— Begin DOCUMENT EXCERPT —

The idea of manipulating an animal pelt or piece of fur to make it appear to be a live animal and then making it disappear was briefly described in 1634 in a marginal note in The Art of Legerdemain Discovered by Hocus Pocus Junior.

Using coil springs to expand various collapsible objects probably began with J. N. Hofzinser's invention of cloth production balls in the mid-1800s (see Ottokar Fischer's Zauberküneste, 1942, translated into English by Richard Hatch as The Magic of J. N. Hofzinser, 1985, p. 41). A variety of spring production items (fruit, vegetables, etc.) followed. The idea of putting a coil spring into a collapsible imitation rabbit, made of rabbit fur or other material, seems to have originated in the early 1900s. “Spring rabbits”, used as pragmatic substitutes for the live animal, were widely known to magicians by 1928 (see, for example, the mention of spring rabbits in the Jan. 1928 issue of The Sphinx, Vol. 26 No. 11, p. 416).

— End DOCUMENT EXCERPT —
— Begin DATASET EXTRACT —

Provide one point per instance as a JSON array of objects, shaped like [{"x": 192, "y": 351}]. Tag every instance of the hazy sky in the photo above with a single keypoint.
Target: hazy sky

— End DATASET EXTRACT —

JOB » Extend the history of the magician's spring rabbit with the next passage, starting after its last sentence.

ANSWER TO THE EXERCISE »
The next spring production animal to gain wide popularity was a skunk, first released c. 1938 by the Ireland Magic Company.

The spring production racoon was a late comer, put on the map by Jeff Justice c. 1980-1981, whose seminal “Rocky Racoon” routine became the model from which many others were built (see The New Tops, Vol. 22 No. 7, Jul. 1982, p. 18; and Genii, Vol. 51 No. 10, Apr. 1988, p. 579). The production feature of the spring animal is rarely used in “Rocky Racoon” routines. Instead, the coil spring is exploited to amplify the animation of the figure.